Repeat every line of the data exactly, but not the pictures.
[start of Exercise material]
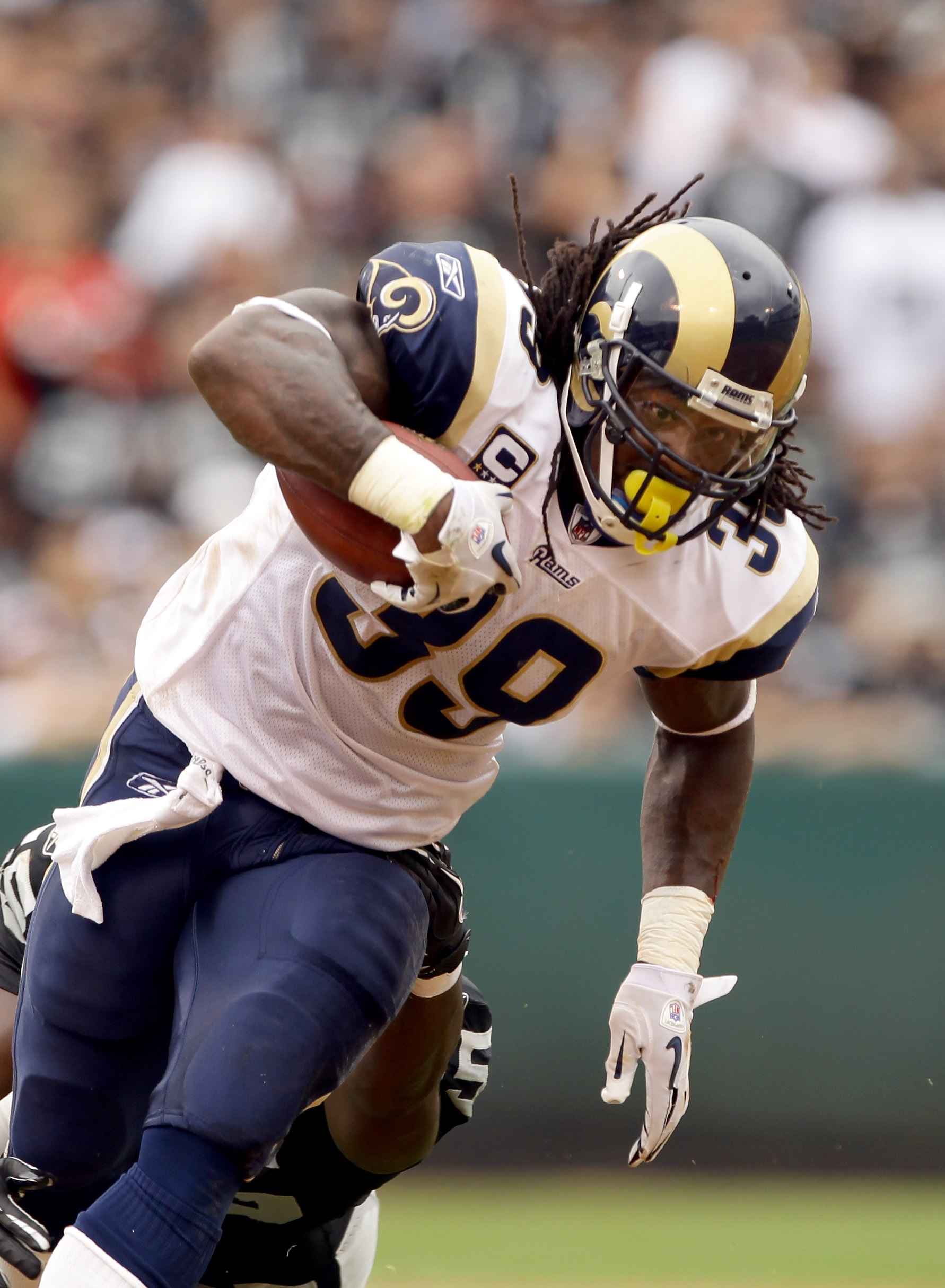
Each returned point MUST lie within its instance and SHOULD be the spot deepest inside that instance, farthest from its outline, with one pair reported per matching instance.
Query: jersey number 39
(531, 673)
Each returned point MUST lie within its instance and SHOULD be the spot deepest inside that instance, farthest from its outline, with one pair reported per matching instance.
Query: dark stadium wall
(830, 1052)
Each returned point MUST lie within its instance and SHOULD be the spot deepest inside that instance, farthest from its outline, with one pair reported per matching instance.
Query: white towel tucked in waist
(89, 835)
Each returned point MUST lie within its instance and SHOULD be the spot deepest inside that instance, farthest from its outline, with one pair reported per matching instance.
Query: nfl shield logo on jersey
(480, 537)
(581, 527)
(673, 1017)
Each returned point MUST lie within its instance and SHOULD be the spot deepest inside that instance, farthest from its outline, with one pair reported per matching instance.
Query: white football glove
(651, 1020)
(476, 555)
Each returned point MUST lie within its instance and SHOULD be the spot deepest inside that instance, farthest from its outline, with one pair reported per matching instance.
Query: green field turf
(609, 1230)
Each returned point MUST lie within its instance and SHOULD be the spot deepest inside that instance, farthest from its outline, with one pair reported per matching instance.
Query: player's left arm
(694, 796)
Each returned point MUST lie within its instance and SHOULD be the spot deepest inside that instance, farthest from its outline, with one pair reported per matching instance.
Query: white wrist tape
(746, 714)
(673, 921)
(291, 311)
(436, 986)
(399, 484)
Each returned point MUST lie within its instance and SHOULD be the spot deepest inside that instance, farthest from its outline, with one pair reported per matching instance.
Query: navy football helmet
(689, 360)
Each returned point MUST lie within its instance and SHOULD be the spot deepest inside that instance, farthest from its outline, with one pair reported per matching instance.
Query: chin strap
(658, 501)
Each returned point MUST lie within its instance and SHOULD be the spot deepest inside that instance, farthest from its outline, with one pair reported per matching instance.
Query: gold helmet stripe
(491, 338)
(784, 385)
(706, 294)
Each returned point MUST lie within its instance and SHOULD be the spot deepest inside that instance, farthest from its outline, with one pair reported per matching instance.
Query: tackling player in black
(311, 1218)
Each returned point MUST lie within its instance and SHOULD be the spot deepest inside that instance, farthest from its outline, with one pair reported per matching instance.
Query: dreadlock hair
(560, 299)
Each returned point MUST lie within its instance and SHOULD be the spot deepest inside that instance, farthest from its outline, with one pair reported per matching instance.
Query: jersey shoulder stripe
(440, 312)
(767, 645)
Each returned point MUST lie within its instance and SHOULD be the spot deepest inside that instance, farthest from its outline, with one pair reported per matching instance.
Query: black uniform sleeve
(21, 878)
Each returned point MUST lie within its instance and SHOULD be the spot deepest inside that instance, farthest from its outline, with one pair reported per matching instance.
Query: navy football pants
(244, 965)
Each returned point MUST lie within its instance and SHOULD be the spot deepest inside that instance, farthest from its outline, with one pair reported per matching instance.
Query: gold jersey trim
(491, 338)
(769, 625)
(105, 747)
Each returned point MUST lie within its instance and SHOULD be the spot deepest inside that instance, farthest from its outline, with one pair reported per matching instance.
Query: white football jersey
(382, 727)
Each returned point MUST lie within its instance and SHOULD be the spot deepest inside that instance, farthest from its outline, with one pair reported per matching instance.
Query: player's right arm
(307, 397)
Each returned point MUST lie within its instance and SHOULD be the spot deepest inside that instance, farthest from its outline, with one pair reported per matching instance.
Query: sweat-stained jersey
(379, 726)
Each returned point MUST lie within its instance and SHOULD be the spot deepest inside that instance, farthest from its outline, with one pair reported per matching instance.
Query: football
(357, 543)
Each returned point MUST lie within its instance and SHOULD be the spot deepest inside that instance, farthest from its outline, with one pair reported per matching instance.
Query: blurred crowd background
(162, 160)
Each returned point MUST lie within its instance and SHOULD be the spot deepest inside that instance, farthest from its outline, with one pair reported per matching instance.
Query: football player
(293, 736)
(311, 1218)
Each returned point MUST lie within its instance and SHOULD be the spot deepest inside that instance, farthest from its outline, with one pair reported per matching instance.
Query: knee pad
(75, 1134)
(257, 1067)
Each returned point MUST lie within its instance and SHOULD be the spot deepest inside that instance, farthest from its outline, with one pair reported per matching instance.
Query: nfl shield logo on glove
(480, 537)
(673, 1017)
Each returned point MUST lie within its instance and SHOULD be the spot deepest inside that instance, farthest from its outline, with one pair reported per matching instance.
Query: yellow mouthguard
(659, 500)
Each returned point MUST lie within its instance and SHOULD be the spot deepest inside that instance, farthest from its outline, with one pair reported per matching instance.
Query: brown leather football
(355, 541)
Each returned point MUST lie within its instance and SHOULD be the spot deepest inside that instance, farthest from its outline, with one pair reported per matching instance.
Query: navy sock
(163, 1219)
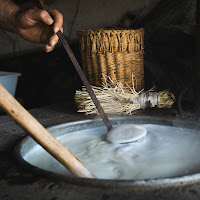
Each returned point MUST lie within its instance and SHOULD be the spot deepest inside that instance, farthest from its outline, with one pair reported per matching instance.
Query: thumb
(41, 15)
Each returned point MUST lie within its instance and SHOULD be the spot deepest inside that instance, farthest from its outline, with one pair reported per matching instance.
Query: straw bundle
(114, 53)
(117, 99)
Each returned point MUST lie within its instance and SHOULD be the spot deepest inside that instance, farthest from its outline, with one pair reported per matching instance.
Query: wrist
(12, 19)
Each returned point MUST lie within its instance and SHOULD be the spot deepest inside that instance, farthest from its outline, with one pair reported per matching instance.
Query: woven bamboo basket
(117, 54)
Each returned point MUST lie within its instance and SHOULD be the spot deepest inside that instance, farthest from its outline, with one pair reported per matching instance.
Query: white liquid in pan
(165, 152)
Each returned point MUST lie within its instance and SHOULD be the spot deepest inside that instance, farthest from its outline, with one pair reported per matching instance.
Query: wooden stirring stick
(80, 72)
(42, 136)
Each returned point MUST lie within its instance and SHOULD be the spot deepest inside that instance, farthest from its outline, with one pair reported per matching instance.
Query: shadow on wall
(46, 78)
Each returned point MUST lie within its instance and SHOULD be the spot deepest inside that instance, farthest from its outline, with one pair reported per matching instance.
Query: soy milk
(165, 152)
[end of Exercise material]
- Answer to this task:
Each returned point MUST lie within its instance and SHOULD be the spot deepest inside that instance, farthest from its outline, with one pair reported per matching instance.
Query: jersey number 39
(531, 673)
Each returned point MUST lie within its instance and SHOULD be the spot deepest inside that instance, farthest from its outline, with one pair reported per matching instance.
Query: dark stadium wall
(830, 1052)
Each returned point MUST lie within its instance and SHOULD be the spot deepest inside that instance, farthest from its outline, with one pair reported per matching instance.
Query: white towel tucked in waist
(89, 835)
Each returned point MUST lie within its instance and SHOULD be the spot deepest inside that instance, farthest from its outline, with one pair reported per matching instance.
Query: nfl shield logo on jersey
(480, 537)
(581, 527)
(673, 1017)
Each returned point MUST lie within its instance and SHOULD be the spot deepest inside that instance, farthest from its outline, with one pair reported per matching instance.
Query: white football glove
(651, 1020)
(476, 555)
Each returned point MUST lie within its instance and SHOULD be the spot deepest inside that instance, farthest from its outline, with one pair reported per matching instance.
Query: green field turf
(609, 1230)
Each returned point MUST lie within its instance and SHOULD be the spot deepest inside that instance, farthest from its outline, with one pair reported per matching instance.
Query: player's left arm
(694, 796)
Each returned point MUST lie within its instance and SHOULD be the spot deepest inside that instance, farthest from its outline, with one pair reported per matching instance.
Query: white wrist tape
(746, 714)
(673, 921)
(291, 311)
(436, 986)
(399, 484)
Each returned point MUST lie within its instance and SHOULD be the spot deepest inside that instance, farthest from its outline, with one pair reported per matching instance.
Query: navy football helmet
(689, 360)
Each returned point MUST lie within its instance and SHOULD be the spot deepest inside that instance, farthest from its outline, with one pair reported per matching instance.
Query: chin strap
(658, 501)
Each returned point MUST lie within its instance and SHOULD be the spot deepest inside that instance, farthest from its outline, with one pair reported per matching instance.
Query: gold helmet stripe
(491, 338)
(784, 385)
(706, 294)
Each returned point MUST lie within its instance and SHOULD be the spot deepest inside that instance, farthest from its outline, with one pair reported per matching instance.
Query: tackling player in black
(311, 1218)
Each returned point MUST lie within its instance and SHOULD be the spot deepest inside that instance, farthest from its outline, with one pair reported per matching instance.
Query: dreadlock hair
(560, 299)
Each returned point MUST lie within its instance and SHOULD be the spot deepest inside that instance, farthest from its outline, with one pair reported per matching instance.
Query: jersey shoulder stripe
(440, 312)
(767, 645)
Each returned point MUST lie within its instance and SHOULD be the spot deepest inside that instance, farthest from its outline, with one pair reported per matching instance.
Query: black uniform sleeve
(21, 878)
Each returned point MUST lie within its instance and SHOULD be the spot deepest inside that instance, farthest from its outline, with one pair reported per matching instance.
Query: navy football pants
(244, 965)
Each returned point MUST lie within its instance and SHOULD be the spot deepest inside that instance, farthest from its outline, with one pair reported per matching instance.
Query: gold jersey trim
(491, 338)
(769, 625)
(105, 747)
Each returned point MUST lie within its instance and SHOULD be the spot deepest inside that instance, farthest from its outline, with one pair reported per matching instance.
Query: white football jersey
(382, 727)
Each returned point MUST lie within its instance and SHOULD be the spot deepest inside that instance, farthest from its outline, with one pair reported per matching instance.
Query: player's right arm
(307, 397)
Each returned point MUST lie within its instance and SHOULD be the spot deepest inside that instance, farthest from its outline, with one pair reported per matching instance.
Query: sweat-stained jersey
(379, 726)
Each returned point MUST lie within its instance and SHOULD be the spot deepest inside that instance, farthest from its outline, with one pair reported per matching instance.
Query: football
(357, 543)
Each returned point MUST lie within its instance and SHOULD be the spot deepest inside that instance, farthest from its outline, with one pair reported per matching instance.
Query: blurred crowd background
(162, 160)
Each returned point MUST lie within its instance and SHOULD be the spot deepest inside that instance, farthest from its outline, with one pair reported per matching instance.
Query: football player
(293, 736)
(311, 1218)
Each returned point MUST lie within its instance and SHOULD be the spot deepest inside that instance, farthest from its outline, with one pair reported per matching instance.
Query: knee pad
(75, 1134)
(257, 1067)
Each returned point MUST lie within its instance and SHOULD be the spot deepest inside that instance, farthest from its outline, with one pair reported per matching instance.
Query: nfl shield logo on glove
(480, 537)
(673, 1017)
Each returned point MUST lie within its instance and SHOULD be the spot deepest inside that instance, farthest from its outline, with one pair reported per matching instance.
Query: yellow mouthguard
(659, 500)
Each returned point MUST lie within its instance and SHOULD be the spot deepest inside that instance, farthest from its outline, with one pair reported per matching instance.
Query: brown leather football
(355, 541)
Each returned point MUST lie within its instance and SHOULD be the spot deepest inside that instance, farthest from its outline, with one pair reported per matching instance.
Query: navy sock
(163, 1219)
Each returned point MUST lie within its instance and SHOULD be the spot deepest inside that instance, farthest from its outline, with one pair reported per matching instance.
Query: thumb
(41, 15)
Each returned point MUST lie within its instance and SHOULD be the spot deepest inside that instance, farthest from its outline, with one pair reported per matching instance.
Query: straw bundle
(114, 53)
(117, 99)
Each returned point MUST lie within its instance and SHOULD be the spot deepest inside that instance, farthest from its outline, with one pair reported per matching instance.
Query: wrist
(12, 19)
Each returned point MUST lie within its instance and SHOULD be the spot deepest inside that instance, farthest from its outline, with one pair reported per matching instance.
Query: woven bamboo basket
(117, 54)
Each returned point MUST lie within its instance and SHOULD be the spot deepest inside that instance, farthest from its outline, with one pair reported per matching instance.
Query: white liquid in pan
(165, 152)
Each returned point MUST lie within its instance and SHOULD be the spot deepest inside that instance, farthest from its outline, with one pair reported per matching instance.
Query: wooden stirring stick
(80, 72)
(42, 136)
Each returned point MUST lie within its instance and SHOULD be the spot deepest inside that instance, farthest from its outline, with one pair reported per matching instance.
Query: shadow on wall
(46, 78)
Each returned point MUST lie within its instance and SHOULD be the spot deepest inside that instance, farthest from its outline, with one pair reported per matching instance.
Query: soy milk
(165, 152)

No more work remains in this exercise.